* **Texte**:
++++++++++

RAPPORT
DE M. RAYNOUARD,
SECRÉTAIRE PERPÉTUEL DE L’ACADÉMIE FRANÇAISE
SUR LES CONCOURS D’ÉLOQUENCE ET DE POÉSIE
DE L’ANNÉE 1826.
MESSIEURS,
L’Académie avait à décerner dans cette séance un prix d’éloquence et un prix de poésie.
Le sujet du prix d’éloquence était l’Éloge de Bossuet.
L’Académie pouvait-elle proposer l’émulation des orateurs français un sujet plus noble et plus intéressant.
Bossuet a imprimé à tous ses ouvrages un caractère d’originalité, d’énergie et d’élévation, qui paraissait en lui l’effet de la double inspiration de la religion et du génie.
Dans le siècle de Louis le Grand, il se trouva tout à coup à la hauteur de ce siècle, et il mérita que l’admiration publique renouvelât en son honneur le titre antique et interrompu de PÈRE DE L’ÉGLISE.
Élevant l’éloquence à une dignité religieuse, à une majesté oratoire jusqu’alors inconnues, il se place entre la Providence divine et la faiblesse humaine, pour nous révéler les secrets de la grandeur de l’une et le néant de l’autre.
Dans l’histoire, il reste fidèle à ces hautes inspirations ; il remonte au point le plus élevé où puisse atteindre la pensée, et y rattache la chaîne des terribles et nombreuses catastrophes qui ont successivement changé les destinées de la terre : son style se précipite avec les événements qu’il décrit ; entraîné par son sujet, il entraîne lui-même les lecteurs ; partout il imprime à son ouvrage le sceau de la puissance invisible et suprême dont il annonce et explique les mystérieux décrets.

++++++++++

* **Extrait de données**:
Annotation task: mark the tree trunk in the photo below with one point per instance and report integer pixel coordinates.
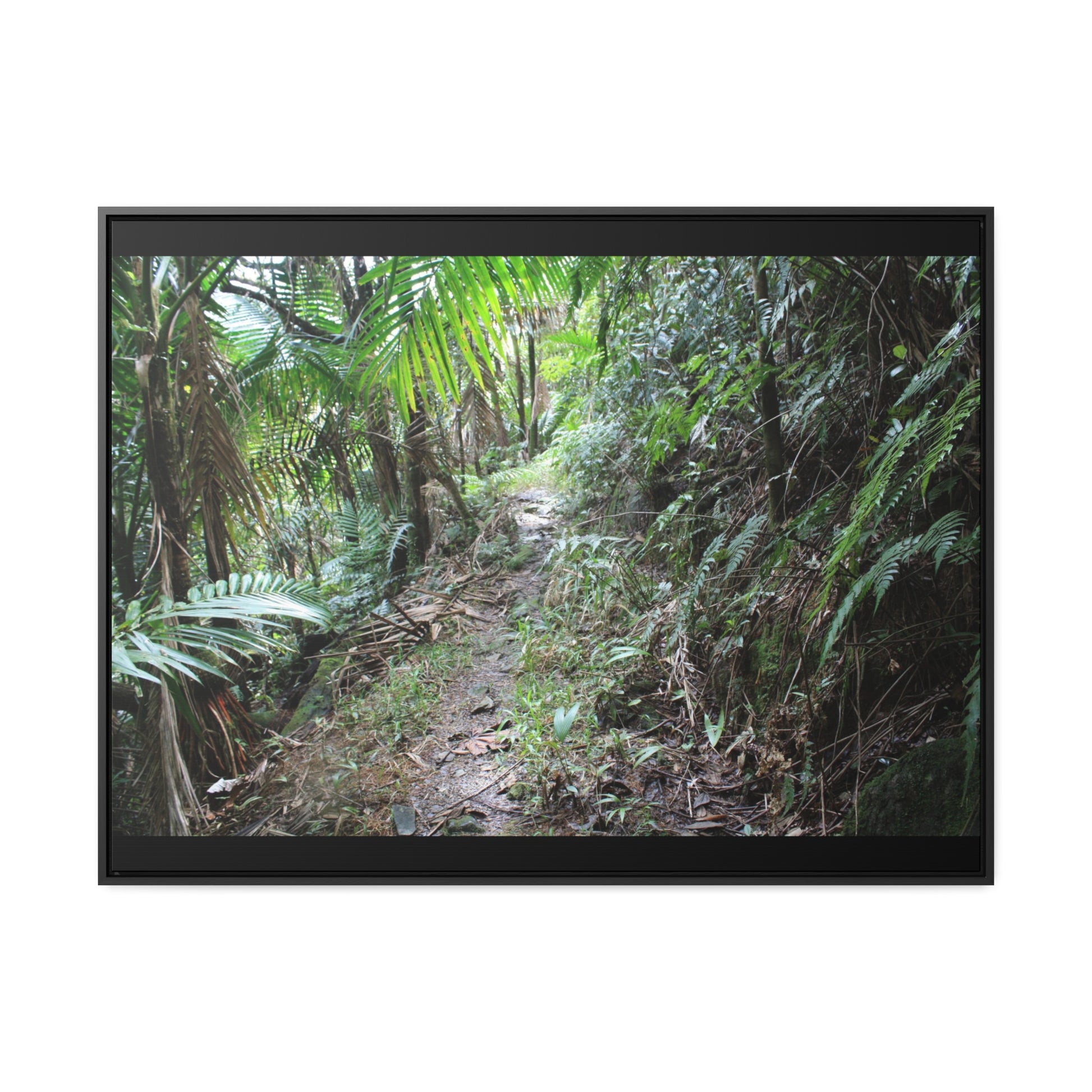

++++++++++

* **Consigne**: Dans le texte, quel était le sujet du prix d’éloquence ? Les lignes forment un matériau à part, indépendant du texte.

* **Bonne réponse**: L’Éloge de Bossuet.